Do this: Write out, word for word, every line from the one containing "Annotation task — identify one point per instance of the brown" through the last line of the records below, both ends included.

=== Exercise inputs ===

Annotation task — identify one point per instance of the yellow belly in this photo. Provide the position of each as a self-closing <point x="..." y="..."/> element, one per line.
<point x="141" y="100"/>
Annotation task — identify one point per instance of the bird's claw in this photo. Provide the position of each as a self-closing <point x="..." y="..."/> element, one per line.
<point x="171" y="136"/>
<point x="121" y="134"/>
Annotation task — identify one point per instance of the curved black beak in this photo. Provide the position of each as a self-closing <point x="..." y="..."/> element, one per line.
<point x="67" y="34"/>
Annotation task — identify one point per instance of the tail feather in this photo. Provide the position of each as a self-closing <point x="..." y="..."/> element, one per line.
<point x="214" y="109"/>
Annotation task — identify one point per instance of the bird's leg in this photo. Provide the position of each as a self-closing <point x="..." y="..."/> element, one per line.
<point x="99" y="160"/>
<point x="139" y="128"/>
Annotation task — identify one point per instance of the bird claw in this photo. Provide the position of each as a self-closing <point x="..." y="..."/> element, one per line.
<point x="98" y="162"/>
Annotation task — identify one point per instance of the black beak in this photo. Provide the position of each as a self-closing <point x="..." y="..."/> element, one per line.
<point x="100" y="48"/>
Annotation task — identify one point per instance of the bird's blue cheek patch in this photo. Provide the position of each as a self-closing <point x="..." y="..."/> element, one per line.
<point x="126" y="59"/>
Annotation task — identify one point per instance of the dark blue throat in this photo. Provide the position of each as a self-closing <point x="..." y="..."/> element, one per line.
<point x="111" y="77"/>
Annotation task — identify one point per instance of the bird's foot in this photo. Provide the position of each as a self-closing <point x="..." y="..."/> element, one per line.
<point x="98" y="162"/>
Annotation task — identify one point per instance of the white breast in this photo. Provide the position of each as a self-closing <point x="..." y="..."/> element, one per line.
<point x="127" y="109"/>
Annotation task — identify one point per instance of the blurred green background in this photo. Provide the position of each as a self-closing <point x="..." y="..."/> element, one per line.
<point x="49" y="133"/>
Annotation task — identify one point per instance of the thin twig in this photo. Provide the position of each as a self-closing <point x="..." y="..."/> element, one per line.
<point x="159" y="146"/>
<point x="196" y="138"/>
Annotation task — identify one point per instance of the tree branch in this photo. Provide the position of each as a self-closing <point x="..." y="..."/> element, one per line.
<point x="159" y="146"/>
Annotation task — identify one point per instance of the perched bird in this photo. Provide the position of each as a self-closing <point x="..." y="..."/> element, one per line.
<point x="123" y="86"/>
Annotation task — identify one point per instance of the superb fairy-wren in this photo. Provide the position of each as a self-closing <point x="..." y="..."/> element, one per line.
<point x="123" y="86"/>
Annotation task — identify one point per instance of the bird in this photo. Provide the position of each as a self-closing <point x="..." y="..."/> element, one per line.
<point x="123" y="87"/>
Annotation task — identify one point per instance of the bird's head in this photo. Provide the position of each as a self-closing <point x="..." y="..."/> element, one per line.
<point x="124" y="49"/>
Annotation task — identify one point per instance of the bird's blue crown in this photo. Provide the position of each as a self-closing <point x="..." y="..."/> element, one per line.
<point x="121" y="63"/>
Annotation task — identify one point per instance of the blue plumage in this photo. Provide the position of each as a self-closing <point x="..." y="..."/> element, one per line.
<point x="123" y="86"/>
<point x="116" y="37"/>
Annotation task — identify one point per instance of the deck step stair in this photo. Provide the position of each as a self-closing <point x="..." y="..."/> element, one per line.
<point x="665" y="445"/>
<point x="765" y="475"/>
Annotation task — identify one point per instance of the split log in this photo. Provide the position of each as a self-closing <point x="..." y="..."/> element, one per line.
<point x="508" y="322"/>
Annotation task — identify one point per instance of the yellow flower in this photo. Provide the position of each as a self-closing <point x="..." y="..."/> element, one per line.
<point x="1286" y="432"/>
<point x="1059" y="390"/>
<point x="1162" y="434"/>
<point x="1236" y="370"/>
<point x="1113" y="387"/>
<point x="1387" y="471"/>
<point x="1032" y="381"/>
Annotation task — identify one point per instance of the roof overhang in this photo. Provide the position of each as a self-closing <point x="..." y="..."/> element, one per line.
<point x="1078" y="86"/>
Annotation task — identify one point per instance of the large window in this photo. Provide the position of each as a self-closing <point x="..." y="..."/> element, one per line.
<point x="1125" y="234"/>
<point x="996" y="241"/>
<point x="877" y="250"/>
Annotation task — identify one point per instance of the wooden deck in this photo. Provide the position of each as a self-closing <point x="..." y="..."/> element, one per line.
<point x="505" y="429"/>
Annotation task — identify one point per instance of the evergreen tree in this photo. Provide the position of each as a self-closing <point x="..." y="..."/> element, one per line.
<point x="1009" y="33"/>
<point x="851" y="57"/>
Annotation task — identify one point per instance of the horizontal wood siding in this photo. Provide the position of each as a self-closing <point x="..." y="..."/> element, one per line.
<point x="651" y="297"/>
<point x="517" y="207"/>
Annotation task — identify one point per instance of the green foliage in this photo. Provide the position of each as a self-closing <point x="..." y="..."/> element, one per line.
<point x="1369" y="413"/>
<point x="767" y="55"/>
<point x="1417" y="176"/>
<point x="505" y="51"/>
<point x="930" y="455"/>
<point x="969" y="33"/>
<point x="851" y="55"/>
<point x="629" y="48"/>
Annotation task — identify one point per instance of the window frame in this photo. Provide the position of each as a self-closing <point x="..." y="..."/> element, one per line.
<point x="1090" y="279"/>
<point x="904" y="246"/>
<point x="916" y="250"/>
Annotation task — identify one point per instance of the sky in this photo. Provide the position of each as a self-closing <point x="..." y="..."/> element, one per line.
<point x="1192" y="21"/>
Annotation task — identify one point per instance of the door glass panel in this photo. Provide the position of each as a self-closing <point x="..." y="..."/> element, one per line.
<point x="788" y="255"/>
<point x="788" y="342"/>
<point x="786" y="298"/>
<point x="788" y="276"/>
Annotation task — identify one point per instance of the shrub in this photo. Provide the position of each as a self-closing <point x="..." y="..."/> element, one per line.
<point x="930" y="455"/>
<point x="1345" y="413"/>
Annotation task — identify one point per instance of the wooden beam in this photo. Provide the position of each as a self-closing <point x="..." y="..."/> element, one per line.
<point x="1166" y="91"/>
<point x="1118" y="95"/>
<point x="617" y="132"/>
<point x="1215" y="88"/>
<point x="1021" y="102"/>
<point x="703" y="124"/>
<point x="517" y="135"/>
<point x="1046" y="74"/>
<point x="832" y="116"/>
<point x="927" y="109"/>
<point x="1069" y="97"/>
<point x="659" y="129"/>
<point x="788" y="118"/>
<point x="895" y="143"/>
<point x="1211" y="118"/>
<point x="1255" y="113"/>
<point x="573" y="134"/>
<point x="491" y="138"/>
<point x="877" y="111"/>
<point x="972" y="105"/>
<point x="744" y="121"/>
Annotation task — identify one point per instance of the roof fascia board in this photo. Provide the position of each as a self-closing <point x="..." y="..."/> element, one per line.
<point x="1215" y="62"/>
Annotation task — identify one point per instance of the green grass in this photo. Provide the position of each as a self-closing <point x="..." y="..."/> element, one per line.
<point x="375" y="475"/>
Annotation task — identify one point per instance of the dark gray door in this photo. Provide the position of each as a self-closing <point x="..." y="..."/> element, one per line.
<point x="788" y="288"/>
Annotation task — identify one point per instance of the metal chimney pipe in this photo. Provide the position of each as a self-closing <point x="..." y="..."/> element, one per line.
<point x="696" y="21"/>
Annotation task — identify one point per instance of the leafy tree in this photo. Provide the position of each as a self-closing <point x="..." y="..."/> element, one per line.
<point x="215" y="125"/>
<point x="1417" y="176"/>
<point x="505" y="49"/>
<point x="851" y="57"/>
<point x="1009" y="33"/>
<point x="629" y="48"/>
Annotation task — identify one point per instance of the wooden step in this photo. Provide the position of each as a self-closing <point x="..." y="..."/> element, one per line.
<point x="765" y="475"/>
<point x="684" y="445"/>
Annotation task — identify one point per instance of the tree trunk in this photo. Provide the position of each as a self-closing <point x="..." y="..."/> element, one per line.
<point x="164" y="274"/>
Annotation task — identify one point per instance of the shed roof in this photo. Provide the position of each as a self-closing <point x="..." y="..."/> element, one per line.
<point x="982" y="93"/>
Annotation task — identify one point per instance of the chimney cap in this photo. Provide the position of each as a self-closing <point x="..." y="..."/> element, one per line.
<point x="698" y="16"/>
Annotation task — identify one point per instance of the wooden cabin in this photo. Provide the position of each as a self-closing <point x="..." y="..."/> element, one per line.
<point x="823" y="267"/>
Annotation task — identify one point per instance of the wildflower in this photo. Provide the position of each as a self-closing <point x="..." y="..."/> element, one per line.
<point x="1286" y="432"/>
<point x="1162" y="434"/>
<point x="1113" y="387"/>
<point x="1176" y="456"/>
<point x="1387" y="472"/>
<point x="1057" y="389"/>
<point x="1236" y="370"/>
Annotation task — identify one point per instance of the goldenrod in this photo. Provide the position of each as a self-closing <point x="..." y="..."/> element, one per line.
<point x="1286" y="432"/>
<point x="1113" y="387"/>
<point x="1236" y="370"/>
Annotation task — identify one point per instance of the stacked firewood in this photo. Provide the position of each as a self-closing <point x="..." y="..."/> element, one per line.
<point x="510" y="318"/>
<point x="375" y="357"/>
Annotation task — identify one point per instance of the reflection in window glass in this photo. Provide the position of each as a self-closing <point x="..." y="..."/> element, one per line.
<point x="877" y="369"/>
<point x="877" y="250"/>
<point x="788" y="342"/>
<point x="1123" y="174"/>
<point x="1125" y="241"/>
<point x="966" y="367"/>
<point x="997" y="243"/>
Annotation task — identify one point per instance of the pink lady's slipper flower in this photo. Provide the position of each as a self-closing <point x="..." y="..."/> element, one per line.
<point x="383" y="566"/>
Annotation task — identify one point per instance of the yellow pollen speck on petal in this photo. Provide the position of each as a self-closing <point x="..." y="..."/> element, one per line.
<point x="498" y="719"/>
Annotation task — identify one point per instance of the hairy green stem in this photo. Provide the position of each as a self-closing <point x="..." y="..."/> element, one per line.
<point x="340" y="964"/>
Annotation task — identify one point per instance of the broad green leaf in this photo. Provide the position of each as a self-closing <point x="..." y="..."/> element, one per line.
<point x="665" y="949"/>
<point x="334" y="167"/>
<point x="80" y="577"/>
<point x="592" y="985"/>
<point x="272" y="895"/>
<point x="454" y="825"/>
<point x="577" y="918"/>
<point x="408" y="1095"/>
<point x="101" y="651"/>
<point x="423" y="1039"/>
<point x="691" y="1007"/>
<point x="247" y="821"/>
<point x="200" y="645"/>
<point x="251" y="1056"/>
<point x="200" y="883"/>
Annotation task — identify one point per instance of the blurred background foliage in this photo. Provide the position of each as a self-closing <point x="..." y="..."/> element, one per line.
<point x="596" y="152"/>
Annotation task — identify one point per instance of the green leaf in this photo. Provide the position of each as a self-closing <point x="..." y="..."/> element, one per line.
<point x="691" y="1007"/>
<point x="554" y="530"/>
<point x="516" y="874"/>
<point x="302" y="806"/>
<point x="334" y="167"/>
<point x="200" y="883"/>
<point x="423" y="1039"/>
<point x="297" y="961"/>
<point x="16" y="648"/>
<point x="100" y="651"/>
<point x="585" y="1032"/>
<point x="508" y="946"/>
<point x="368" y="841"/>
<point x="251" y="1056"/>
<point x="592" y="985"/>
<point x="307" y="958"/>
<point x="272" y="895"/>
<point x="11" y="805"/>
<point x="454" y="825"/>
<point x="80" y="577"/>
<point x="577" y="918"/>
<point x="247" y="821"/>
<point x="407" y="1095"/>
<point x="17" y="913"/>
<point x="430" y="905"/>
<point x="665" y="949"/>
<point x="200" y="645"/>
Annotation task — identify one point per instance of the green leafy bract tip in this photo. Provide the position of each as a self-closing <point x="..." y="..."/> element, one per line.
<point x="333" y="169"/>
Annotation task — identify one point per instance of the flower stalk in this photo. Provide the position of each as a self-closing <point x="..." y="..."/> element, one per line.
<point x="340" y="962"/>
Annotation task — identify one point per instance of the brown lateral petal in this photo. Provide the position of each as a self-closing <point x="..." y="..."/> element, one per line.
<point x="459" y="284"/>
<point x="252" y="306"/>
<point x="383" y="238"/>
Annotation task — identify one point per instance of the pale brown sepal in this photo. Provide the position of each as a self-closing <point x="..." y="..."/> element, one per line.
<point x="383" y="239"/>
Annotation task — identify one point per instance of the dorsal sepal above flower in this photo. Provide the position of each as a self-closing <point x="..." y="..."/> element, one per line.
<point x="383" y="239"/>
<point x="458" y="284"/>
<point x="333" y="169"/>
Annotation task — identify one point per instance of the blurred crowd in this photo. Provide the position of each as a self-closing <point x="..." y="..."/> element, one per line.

===

Solution to the problem:
Annotation task — identify one point per instance of the brown lateral petal in this photo. Provide the position of each as a self-closing <point x="..." y="..."/> element, one per line.
<point x="459" y="284"/>
<point x="252" y="306"/>
<point x="383" y="238"/>
Annotation task — identify one point per instance of the pale brown sepal in this photo. Provide the position of each as a self-closing <point x="..." y="..."/> element, one per line.
<point x="383" y="239"/>
Annotation task — identify one point per instance of the dorsal sepal above flower in this photo. Provide the position of each as a self-closing <point x="..." y="..."/> element, one per line.
<point x="383" y="239"/>
<point x="458" y="284"/>
<point x="333" y="169"/>
Annotation task — identify one point per instance of the blurred crowd in this photo. Provide the position of each as a self-closing <point x="..." y="..."/> element, one per line.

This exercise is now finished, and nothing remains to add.